Tasks:
A – Translate this sentence from the hand cleaner thread into Spanish: "I use Fast Orange here, both plain and with pumice."
B – Rewrite the hand cleaner thread between "Look around (maybe" and "year at $25-30.", inclusive, putting "sand" in place of "pumice".
C – Answer these from the hand cleaner thread:
(i) What brand of hand cleaner does Maxx use?
(ii) How much does the dispenser for GOJO SUPRO-MAX cost?
(iii) Which product does aliva recommend?

Selection:
# Hand Cleaner - ALERT



## Maxx (Sep 23, 2013)

A friend posted this and I cleaned up the language.



> *Post subject:* Blue Label DL Hand Cleaner
> 
> Gone to heck!
> Formulation changed due to California regulations  because it had petroleum distillates in it. I have been buying Permatex  brand but the last big tub I bought, I turned it upside down to install  on the wall pump, and it all ran out like watery cottage cheese! Scooped  it up and took it back... it's the new environmentally friendly  product.. smells all pretty and nice now.. but it DOES NOT WORK!
> ...



Jack Booted thugs at the EPA messing with us once again......


----------



## Sharky (Sep 23, 2013)

Look around (maybe amazon / ebay) for GOJO SUPRO-MAX.  It's on the pricey side, but a little goes a long way.  It's a gritty, pumice like cleaner that takes off everything I've ever tried (heavy grease, oils, paint, etc)  but it doesn't destroy your hands.  I think it has lanolin or something in it.  I've been using it for several years and there's a $15 dispenser, the 2000ml box/bag lasts me a year or more for about a year at $25-30.


----------



## Maxx (Sep 23, 2013)

I use Fast Orange here, both plain and with pumice.
I posted just to alert those that use that brand.


----------



## ozzie46 (Sep 23, 2013)

I'm waiting for California to declare "Freedom" hazardous to your health!

Ron


----------



## aliva (Sep 23, 2013)

As a Millwright and Heavy Duty Equipment Mechanic, I get into all kinds of filth, been using this product for a while and in 30+ years I find it the best so far
Pro-Link Nutty Green. Give it try you'll be pleased, and no I don't get a commission.

Stored data:
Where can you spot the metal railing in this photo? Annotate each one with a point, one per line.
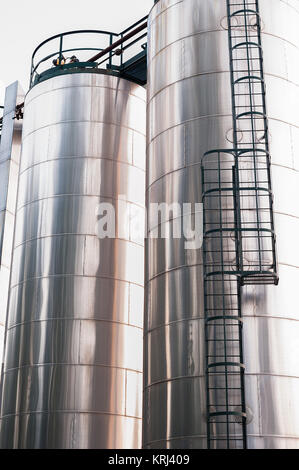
(111, 48)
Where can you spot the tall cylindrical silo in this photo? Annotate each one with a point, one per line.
(190, 112)
(73, 360)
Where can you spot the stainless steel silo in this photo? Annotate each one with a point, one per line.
(189, 113)
(10, 149)
(73, 359)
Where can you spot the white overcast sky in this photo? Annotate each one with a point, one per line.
(26, 23)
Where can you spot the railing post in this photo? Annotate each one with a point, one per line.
(60, 49)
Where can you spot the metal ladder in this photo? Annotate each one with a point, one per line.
(239, 238)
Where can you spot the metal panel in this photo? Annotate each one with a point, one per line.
(73, 355)
(189, 113)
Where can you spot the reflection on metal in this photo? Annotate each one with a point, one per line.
(118, 52)
(254, 199)
(10, 148)
(239, 238)
(73, 358)
(226, 408)
(189, 113)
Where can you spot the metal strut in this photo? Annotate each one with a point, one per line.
(239, 238)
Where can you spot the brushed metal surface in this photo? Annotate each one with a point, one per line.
(189, 113)
(10, 149)
(73, 358)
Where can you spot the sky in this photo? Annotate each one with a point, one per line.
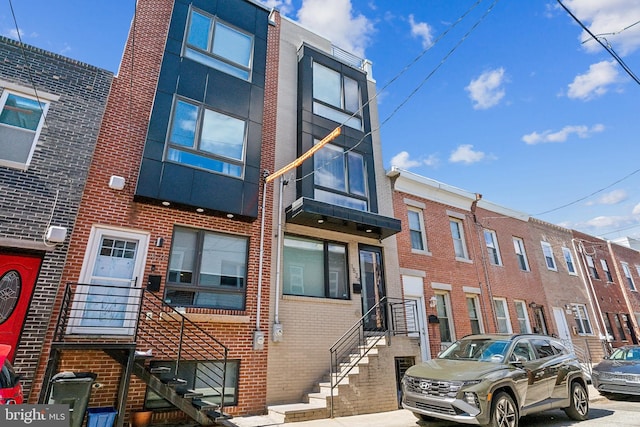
(511, 99)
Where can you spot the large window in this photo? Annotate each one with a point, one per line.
(457, 234)
(315, 268)
(502, 315)
(443, 306)
(627, 275)
(491, 240)
(568, 258)
(21, 119)
(340, 177)
(582, 320)
(207, 270)
(201, 376)
(592, 267)
(518, 245)
(218, 45)
(207, 139)
(336, 96)
(523, 318)
(416, 229)
(473, 307)
(548, 256)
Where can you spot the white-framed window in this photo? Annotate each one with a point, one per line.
(605, 268)
(627, 275)
(340, 177)
(457, 234)
(473, 307)
(314, 268)
(416, 230)
(207, 269)
(523, 318)
(568, 259)
(583, 324)
(593, 272)
(206, 139)
(21, 120)
(549, 259)
(521, 254)
(502, 315)
(443, 307)
(491, 240)
(336, 96)
(218, 45)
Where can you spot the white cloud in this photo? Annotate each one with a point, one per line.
(421, 30)
(403, 160)
(562, 135)
(335, 20)
(487, 90)
(595, 82)
(465, 154)
(612, 198)
(609, 19)
(284, 6)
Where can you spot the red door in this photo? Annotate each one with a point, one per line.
(18, 274)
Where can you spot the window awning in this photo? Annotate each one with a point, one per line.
(313, 213)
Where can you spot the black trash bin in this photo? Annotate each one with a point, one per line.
(73, 389)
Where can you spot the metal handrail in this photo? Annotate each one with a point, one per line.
(135, 315)
(359, 339)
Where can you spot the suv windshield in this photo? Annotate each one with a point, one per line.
(480, 349)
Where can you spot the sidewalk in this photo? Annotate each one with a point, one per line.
(399, 418)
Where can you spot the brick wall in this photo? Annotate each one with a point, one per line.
(50, 189)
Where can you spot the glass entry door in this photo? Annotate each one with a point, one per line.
(373, 288)
(107, 300)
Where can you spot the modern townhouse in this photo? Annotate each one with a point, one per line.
(50, 112)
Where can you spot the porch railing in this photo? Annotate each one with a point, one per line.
(388, 317)
(162, 334)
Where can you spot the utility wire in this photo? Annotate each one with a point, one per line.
(606, 46)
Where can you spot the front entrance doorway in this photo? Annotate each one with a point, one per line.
(373, 288)
(107, 298)
(18, 274)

Task answers:
A – Aquí uso Fast Orange, tanto el normal como el que lleva piedra pómez.

B –
Look around (maybe amazon / ebay) for GOJO SUPRO-MAX.  It's on the pricey side, but a little goes a long way.  It's a gritty, sand like cleaner that takes off everything I've ever tried (heavy grease, oils, paint, etc)  but it doesn't destroy your hands.  I think it has lanolin or something in it.  I've been using it for several years and there's a $15 dispenser, the 2000ml box/bag lasts me a year or more for about a year at $25-30.

C –
(i) Fast Orange, both plain and with pumice.
(ii) $15.
(iii) Pro-Link Nutty Green.